======== READING PASSAGE

Hence either Ye Bin is running on some really exotic storage or the storage
/ CPU in fact flipped bits somewhere so that the checksum didn't match or
the commit block was in fact not written now but it was a leftover from
previous journal use and h_sequence happened to match. Very unlikely but
depending on how exactly they do their powerfail testing I can imagine it
would be possible with enough tries...
> In *practice* though, this
> is super rare. That's because on many modern HDD's, the physical
> sector size is 4k (because the ECC overhead is much lower), even if
> the logical sector size is 512 byte (for Windows 98 compatibility).
> And even on HDD's where the physical sector size is really 512 bytes,
> the way the sectors are laid out in a serpentine fashion, it is
> *highly* likely that 4k write won't get torn.
>
> And while this is *possible*, it's also possible that some kind of I/O
> transfer error --- such as some bit flips which breaks the checksum on
> the commit block, but also trashes the tid of the subsequent block,
> such that your patch gets tricked into thinking that this is the
> partial last commit, when in fact it's not the last commit, thus
> causing the journal replay abort early. If that's case, it's much
> safer to force fsck to be run to detect any inconsistency that might
> result.
Yeah, I agree in these cases of a corrupted journal it seems dangerous to
just try to continue without fsck based on some heuristics.
Honza
--
Jan Kara <[email protected]>
SUSE Labs, CR
On 2024/4/3 18:11, Jan Kara wrote:
> On Tue 02-04-24 23:37:42, Theodore Ts'o wrote:
>> On Tue, Apr 02, 2024 at 03:42:40PM +0200, Jan Kara wrote:
>>> On Tue 02-04-24 17:09:51, Ye Bin wrote:
>>>> We encountered a problem that the file system could not be mounted in
>>>> the power-off scenario. The analysis of the file system mirror shows that
>>>> only part of the data is written to the last commit block.

================

_BRIEF 1:_
In the journal-replay thread, rewrite the paragraph beginning "Hence either Ye Bin is running" as a short bulleted list that keeps its main facts.
_BRIEF 2:_
Write out the part of the journal-replay thread from "Yeah, I agree" up to and including "last commit block.", word for word.
The listing that comes next is from a separate source, not from the thread.

======== EXCERPTED DATA

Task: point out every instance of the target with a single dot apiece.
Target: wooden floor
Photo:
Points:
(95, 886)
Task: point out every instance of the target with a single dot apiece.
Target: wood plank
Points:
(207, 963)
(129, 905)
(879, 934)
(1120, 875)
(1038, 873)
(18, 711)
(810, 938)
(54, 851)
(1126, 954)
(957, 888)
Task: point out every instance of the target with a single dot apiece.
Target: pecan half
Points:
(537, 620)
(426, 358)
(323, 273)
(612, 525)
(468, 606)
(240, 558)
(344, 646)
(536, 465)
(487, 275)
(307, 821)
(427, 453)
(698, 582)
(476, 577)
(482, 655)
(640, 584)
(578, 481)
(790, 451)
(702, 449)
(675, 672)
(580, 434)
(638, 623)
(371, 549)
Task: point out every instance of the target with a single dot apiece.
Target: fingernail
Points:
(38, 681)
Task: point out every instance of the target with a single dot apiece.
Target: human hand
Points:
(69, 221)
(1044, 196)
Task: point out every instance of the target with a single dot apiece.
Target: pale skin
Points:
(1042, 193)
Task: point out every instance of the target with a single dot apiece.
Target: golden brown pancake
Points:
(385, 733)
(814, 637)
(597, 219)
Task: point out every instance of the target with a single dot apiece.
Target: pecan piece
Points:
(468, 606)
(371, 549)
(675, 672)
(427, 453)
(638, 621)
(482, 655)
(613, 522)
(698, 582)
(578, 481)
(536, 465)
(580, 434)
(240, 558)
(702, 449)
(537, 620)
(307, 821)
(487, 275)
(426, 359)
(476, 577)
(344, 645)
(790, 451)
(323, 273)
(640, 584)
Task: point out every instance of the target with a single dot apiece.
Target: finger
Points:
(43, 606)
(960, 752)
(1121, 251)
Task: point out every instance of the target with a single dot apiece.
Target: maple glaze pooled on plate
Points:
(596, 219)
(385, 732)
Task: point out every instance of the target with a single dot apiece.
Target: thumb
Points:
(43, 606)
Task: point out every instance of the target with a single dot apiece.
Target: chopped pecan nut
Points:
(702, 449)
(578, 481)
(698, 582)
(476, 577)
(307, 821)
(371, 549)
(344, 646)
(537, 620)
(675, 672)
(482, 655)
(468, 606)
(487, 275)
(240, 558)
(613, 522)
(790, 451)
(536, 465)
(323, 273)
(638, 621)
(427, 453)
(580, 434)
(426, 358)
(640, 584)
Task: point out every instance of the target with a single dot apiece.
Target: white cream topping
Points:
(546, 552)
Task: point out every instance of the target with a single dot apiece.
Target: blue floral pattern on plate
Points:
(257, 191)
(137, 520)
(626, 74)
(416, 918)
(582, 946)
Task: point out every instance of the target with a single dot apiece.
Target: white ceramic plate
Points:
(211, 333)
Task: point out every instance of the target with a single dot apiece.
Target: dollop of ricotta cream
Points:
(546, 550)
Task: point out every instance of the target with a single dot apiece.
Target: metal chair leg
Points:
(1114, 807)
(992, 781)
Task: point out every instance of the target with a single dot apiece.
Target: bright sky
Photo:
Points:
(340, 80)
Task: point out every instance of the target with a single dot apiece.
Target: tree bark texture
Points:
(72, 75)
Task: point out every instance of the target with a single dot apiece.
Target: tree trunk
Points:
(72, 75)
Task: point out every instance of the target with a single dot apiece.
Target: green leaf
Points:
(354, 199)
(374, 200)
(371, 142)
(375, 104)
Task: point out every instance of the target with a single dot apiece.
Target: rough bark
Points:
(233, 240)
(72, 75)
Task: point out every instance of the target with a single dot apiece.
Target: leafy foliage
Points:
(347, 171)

================
======== EXCERPTED DATA

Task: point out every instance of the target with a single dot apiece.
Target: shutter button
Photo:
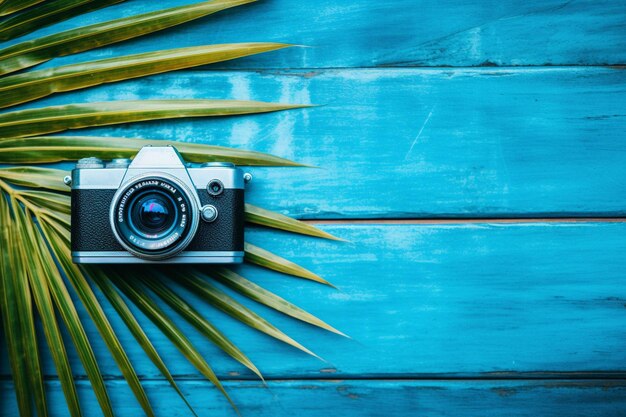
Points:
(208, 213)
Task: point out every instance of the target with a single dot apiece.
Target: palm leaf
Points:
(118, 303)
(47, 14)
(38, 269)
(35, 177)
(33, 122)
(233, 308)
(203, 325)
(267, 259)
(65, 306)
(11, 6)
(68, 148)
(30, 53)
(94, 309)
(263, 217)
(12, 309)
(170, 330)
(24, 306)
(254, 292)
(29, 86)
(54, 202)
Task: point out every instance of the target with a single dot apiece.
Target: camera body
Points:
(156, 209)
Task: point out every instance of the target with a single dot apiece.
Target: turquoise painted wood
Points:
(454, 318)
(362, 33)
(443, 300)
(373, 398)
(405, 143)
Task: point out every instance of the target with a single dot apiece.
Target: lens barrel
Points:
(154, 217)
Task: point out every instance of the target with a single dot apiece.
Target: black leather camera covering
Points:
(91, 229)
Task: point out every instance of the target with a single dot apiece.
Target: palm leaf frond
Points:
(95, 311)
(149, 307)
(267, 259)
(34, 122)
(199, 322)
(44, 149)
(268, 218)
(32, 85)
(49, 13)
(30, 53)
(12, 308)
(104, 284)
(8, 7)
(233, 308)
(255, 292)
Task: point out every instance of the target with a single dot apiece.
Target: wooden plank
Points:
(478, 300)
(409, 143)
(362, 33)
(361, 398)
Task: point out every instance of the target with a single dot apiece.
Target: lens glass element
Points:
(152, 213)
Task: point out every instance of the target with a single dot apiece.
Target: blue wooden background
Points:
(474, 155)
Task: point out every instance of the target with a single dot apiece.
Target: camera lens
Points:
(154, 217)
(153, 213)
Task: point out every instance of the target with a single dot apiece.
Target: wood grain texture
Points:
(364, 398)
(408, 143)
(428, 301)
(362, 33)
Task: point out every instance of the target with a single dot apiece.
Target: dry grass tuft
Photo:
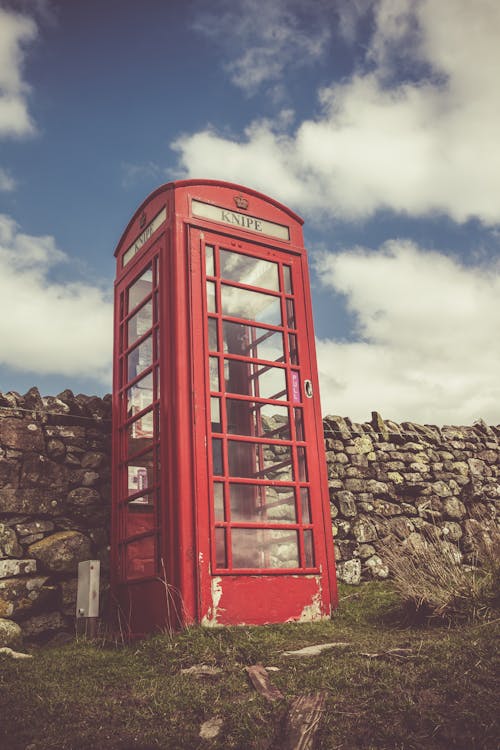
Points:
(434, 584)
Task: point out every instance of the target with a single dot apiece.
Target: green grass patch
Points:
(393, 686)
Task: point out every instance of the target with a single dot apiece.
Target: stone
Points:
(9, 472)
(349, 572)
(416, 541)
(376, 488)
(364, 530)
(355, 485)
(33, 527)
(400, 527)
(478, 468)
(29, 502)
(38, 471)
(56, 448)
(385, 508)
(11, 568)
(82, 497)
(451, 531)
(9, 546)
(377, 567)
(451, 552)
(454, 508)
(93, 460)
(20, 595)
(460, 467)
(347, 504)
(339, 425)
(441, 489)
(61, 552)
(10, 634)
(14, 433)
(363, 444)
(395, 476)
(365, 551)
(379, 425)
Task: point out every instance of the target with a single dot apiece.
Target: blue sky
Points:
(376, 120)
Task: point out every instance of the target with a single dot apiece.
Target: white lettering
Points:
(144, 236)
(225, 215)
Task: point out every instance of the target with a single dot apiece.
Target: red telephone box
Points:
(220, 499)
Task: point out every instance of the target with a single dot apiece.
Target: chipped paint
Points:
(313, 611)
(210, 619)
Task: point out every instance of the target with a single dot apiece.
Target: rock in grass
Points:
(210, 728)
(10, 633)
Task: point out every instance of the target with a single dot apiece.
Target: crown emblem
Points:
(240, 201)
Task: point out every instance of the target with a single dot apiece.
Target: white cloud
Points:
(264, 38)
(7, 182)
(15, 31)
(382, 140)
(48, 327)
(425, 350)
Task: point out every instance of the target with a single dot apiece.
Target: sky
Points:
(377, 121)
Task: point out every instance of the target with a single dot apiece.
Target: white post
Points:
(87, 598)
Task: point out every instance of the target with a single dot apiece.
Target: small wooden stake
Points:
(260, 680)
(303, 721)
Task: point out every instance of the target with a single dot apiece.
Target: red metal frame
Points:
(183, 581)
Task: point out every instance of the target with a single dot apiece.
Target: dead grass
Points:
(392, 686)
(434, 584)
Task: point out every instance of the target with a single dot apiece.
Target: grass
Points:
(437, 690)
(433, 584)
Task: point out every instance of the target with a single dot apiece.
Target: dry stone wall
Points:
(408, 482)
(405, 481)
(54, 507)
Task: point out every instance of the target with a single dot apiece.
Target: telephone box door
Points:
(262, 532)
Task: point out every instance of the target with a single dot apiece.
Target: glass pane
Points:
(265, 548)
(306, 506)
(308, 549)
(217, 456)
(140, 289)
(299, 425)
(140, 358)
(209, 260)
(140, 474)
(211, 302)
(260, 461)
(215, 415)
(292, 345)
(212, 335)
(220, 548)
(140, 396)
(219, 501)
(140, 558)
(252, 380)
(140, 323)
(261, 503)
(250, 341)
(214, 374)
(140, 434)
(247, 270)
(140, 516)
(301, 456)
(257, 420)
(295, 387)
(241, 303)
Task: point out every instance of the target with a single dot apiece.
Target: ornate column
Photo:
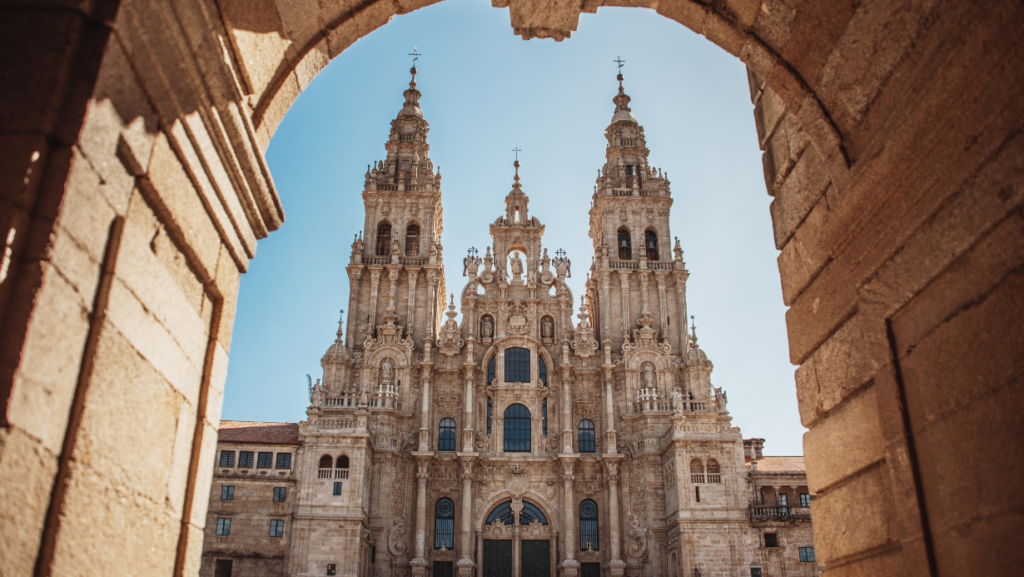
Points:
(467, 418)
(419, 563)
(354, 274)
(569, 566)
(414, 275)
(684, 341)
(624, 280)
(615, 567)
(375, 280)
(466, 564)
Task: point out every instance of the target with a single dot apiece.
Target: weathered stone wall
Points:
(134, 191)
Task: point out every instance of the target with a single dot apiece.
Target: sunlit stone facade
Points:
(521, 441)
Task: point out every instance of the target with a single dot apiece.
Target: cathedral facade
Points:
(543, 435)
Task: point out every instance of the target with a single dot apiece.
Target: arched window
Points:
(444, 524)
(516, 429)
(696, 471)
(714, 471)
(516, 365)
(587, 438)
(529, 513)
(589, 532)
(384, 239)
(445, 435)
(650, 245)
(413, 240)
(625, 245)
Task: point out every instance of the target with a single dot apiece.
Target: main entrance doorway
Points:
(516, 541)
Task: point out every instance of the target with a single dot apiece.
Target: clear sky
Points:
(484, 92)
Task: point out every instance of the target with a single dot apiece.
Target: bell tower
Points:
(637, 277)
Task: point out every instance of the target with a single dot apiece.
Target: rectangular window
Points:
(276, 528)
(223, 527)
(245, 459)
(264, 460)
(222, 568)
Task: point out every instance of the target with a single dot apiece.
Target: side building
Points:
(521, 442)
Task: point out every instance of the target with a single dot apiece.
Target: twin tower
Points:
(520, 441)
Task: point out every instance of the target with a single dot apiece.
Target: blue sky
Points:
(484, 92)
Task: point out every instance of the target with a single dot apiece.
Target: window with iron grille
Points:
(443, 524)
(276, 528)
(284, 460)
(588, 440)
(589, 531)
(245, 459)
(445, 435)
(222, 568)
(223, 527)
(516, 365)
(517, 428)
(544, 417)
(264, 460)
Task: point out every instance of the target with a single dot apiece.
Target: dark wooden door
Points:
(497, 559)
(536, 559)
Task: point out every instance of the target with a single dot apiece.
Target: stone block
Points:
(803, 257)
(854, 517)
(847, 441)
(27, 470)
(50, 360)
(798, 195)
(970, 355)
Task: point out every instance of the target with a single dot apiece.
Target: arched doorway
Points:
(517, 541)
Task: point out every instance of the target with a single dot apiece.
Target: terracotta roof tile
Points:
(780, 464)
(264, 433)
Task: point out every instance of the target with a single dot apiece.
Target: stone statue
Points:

================

_PROBLEM SOLUTION 1:_
- Possibility 1: Ye Bin is running on some very exotic storage.
- Possibility 2: the storage or CPU flipped bits somewhere, so the checksum didn't match.
- Possibility 3: the commit block was not actually written now. It was left over from earlier journal use, and h_sequence happened to match.
- These are very unlikely, but with enough tries, depending on how the powerfail testing is done, they could happen.

_PROBLEM SOLUTION 2:_
Yeah, I agree in these cases of a corrupted journal it seems dangerous to
just try to continue without fsck based on some heuristics.
Honza
--
Jan Kara <[email protected]>
SUSE Labs, CR
On 2024/4/3 18:11, Jan Kara wrote:
> On Tue 02-04-24 23:37:42, Theodore Ts'o wrote:
>> On Tue, Apr 02, 2024 at 03:42:40PM +0200, Jan Kara wrote:
>>> On Tue 02-04-24 17:09:51, Ye Bin wrote:
>>>> We encountered a problem that the file system could not be mounted in
>>>> the power-off scenario. The analysis of the file system mirror shows that
>>>> only part of the data is written to the last commit block.